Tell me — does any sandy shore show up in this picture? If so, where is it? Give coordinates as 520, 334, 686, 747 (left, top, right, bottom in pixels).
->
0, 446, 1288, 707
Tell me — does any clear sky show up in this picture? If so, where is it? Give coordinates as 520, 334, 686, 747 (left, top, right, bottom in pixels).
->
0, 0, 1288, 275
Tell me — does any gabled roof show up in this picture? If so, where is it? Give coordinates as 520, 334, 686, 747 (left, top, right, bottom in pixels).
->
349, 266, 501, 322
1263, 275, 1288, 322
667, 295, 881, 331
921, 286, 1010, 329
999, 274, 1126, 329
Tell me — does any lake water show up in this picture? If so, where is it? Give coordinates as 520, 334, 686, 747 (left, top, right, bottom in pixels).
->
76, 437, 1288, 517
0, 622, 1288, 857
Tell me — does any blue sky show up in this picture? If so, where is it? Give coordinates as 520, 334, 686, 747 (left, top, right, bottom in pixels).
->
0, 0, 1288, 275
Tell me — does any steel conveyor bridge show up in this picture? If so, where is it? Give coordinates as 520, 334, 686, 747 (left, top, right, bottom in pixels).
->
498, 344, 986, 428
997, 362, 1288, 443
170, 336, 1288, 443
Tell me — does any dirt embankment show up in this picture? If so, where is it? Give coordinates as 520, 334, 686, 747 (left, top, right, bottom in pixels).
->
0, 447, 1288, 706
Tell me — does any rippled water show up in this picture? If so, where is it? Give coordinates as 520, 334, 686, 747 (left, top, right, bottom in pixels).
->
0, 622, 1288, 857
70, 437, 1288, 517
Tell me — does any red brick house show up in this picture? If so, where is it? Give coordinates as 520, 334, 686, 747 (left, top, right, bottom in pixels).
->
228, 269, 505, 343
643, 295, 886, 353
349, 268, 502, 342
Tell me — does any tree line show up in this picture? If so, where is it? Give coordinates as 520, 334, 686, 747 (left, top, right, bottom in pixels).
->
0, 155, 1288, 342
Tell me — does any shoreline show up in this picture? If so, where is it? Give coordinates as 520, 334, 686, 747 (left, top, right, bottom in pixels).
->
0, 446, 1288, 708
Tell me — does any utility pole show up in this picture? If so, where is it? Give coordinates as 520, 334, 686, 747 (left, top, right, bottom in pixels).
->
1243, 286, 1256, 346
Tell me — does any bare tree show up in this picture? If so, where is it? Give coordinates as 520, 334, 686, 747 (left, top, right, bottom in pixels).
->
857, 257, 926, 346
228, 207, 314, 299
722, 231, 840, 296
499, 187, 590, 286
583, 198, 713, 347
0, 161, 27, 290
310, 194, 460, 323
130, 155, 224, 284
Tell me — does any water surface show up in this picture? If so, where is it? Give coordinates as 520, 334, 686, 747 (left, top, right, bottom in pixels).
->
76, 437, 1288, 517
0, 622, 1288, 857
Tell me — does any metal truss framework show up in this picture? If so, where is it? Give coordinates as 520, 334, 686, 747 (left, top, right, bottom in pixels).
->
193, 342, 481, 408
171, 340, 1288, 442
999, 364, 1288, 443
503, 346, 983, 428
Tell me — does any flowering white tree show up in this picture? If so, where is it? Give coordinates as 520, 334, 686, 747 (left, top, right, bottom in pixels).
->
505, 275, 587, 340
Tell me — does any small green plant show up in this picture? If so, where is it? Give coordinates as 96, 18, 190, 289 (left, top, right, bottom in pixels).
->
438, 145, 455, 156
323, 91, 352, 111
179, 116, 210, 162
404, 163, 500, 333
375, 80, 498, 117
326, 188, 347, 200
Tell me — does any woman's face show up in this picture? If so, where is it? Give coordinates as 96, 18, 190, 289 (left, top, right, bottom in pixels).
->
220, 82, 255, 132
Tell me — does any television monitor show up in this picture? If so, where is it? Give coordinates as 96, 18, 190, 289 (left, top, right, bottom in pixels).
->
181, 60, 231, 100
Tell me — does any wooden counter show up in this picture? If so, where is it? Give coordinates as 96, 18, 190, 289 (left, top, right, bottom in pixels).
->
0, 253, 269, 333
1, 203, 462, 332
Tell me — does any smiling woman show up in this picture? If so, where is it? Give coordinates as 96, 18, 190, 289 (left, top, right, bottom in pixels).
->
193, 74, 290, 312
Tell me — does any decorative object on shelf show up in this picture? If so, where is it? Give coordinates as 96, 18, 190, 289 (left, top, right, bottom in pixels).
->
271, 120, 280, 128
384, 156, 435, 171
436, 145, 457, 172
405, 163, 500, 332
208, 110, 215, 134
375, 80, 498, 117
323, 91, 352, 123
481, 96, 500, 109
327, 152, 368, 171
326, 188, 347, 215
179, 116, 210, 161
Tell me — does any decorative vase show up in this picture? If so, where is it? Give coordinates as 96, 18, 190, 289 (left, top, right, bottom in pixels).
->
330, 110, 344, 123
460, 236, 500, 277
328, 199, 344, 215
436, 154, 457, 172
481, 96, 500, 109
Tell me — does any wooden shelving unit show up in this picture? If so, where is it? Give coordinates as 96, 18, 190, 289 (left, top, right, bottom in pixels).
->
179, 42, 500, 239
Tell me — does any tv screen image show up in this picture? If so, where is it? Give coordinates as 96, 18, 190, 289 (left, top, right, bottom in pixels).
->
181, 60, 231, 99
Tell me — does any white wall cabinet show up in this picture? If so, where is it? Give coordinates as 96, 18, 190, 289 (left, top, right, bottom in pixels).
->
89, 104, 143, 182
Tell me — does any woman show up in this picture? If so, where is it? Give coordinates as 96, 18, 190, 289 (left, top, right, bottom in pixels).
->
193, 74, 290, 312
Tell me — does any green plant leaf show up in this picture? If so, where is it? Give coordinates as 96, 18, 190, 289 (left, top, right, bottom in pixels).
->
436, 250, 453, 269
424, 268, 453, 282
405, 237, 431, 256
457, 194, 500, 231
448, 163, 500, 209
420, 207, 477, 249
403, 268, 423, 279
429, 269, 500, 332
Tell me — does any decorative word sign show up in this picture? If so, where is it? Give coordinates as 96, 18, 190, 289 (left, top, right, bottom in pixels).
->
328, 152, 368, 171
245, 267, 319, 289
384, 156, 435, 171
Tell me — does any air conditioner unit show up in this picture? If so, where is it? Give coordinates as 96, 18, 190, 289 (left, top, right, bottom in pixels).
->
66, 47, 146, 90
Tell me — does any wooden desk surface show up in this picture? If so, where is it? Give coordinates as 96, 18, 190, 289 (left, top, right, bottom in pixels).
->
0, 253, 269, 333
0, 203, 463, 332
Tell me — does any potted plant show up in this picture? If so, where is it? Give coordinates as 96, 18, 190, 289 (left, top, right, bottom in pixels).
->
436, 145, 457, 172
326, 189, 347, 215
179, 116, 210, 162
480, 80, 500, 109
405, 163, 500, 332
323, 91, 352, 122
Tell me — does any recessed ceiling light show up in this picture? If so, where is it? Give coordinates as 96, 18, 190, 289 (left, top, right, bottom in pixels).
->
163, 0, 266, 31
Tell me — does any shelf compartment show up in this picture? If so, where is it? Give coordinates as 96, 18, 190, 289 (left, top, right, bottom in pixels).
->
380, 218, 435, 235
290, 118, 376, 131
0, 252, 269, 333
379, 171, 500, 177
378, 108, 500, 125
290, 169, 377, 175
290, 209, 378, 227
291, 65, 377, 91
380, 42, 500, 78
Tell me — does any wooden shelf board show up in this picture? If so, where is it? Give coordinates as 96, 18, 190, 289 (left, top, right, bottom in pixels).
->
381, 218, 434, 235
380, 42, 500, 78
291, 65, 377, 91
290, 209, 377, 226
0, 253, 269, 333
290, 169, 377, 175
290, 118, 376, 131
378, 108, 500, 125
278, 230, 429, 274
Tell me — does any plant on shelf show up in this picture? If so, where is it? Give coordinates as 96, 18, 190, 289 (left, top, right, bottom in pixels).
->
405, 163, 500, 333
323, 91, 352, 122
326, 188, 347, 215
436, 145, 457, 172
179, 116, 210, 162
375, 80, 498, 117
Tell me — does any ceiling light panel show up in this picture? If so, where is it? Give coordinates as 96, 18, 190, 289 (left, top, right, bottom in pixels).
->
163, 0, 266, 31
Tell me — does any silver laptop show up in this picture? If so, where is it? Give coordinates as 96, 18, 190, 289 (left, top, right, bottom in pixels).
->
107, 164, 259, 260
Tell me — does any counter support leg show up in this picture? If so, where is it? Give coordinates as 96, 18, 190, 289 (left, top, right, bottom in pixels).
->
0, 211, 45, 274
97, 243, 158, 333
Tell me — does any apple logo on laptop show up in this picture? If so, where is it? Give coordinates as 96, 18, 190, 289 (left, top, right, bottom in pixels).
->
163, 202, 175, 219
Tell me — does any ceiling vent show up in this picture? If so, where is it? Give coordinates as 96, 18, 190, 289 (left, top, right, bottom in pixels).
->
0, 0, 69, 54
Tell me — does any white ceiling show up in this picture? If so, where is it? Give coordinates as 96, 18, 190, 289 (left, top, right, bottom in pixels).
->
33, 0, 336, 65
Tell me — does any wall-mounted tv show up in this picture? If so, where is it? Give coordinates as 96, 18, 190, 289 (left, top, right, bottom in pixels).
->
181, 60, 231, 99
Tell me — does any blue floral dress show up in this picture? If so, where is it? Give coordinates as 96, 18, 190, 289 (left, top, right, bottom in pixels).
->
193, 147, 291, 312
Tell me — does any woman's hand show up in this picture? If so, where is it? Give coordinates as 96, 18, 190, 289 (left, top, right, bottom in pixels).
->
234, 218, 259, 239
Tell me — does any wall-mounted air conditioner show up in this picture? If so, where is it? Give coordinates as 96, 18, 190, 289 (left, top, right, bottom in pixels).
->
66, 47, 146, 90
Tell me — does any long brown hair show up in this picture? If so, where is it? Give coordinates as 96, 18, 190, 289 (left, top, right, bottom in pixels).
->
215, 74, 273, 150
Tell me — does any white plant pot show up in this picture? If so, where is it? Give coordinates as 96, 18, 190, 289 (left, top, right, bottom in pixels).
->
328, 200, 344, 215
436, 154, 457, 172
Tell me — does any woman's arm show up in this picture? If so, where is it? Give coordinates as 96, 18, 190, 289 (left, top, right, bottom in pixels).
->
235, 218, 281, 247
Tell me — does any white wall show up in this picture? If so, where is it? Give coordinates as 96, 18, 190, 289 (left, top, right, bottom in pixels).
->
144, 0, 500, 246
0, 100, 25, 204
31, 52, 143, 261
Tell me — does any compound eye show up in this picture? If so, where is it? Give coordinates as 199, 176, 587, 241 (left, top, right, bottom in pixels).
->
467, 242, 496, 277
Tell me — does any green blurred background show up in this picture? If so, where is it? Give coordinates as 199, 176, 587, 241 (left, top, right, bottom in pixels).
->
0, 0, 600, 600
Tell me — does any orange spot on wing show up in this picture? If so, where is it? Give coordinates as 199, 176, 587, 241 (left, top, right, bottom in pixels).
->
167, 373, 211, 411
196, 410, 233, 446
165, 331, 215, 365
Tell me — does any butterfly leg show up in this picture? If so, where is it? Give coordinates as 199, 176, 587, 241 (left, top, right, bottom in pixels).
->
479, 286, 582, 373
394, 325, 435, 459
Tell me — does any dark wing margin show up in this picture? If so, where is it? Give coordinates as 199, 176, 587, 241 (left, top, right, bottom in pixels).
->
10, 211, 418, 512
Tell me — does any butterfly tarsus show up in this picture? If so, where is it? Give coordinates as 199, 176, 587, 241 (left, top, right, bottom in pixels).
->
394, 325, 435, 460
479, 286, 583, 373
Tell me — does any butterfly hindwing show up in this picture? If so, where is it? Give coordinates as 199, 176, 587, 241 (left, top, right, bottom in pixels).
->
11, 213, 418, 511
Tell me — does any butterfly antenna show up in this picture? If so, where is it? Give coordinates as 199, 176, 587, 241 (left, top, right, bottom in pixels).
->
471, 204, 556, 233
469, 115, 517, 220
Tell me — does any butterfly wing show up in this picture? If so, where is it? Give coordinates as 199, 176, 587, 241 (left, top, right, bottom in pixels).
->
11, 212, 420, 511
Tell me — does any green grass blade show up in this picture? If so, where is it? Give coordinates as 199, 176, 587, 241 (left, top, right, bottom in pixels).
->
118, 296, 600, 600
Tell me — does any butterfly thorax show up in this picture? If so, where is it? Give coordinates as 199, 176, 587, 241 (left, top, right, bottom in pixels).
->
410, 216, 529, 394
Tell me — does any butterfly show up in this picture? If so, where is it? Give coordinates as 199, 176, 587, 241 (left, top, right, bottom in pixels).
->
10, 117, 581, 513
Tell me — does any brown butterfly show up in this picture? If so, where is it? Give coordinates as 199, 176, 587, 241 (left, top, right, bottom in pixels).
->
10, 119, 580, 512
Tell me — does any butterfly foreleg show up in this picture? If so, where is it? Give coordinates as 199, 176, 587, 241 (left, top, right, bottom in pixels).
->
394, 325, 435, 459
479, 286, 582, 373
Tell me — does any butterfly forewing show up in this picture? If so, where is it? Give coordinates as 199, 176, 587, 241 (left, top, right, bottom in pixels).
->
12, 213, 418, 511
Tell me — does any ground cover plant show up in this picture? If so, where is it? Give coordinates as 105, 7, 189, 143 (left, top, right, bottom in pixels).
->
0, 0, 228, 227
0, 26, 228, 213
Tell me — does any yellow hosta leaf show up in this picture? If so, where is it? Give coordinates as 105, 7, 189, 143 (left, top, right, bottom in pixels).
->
=======
▸ Requirement
Render the rows above as a numbered list, from the first line through the line containing "70, 437, 1288, 517", both included. Leave out any blank lines.

▸ Written solution
1. Tell me — does any sandy shore show up in this picture? If so, where is it? Give coordinates as 520, 334, 686, 747 (left, top, right, bottom in pixels).
2. ->
3. 0, 446, 1288, 707
4. Tell me — does any clear sky show up in this picture? If so, where is it? Give coordinates as 520, 334, 686, 747 (left, top, right, bottom in pixels).
5. ->
6. 0, 0, 1288, 275
7. Tell me — does any gabled roof show up in this picture? If so, where is it? Give coordinates as 520, 334, 686, 747 (left, top, right, bottom in pixels).
8. ->
9. 349, 266, 501, 322
10. 1263, 275, 1288, 322
11. 667, 295, 881, 331
12. 921, 286, 1010, 329
13. 999, 274, 1126, 329
14. Tell me — does any lake water show up in this picture? If so, where is it? Give coordinates as 520, 334, 686, 747 (left, top, right, bottom in pixels).
15. ->
16. 76, 437, 1288, 517
17. 0, 622, 1288, 857
18. Tell me — does any blue sky show up in this picture? If so, where is it? Give coordinates as 520, 334, 686, 747 (left, top, right, bottom in pixels).
19. ->
20. 0, 0, 1288, 275
21. Tell me — does any steel conveyor bridge show up in this picture? If so, where is it? Give coordinates as 520, 334, 686, 747 (left, top, right, bottom in pixels).
22. ->
23. 498, 344, 986, 428
24. 997, 362, 1288, 443
25. 170, 336, 1288, 443
26. Tell me — does any dirt embankment show up in this picture? If so, where is it? Give coordinates as 520, 334, 686, 747 (left, top, right, bottom in pixels).
27. ->
28. 0, 447, 1288, 706
29. Tell me — does any rippled water show up in this picture? If so, where is it? Give coordinates as 520, 334, 686, 747 (left, top, right, bottom in pixels).
30. ->
31. 0, 622, 1288, 857
32. 70, 437, 1288, 517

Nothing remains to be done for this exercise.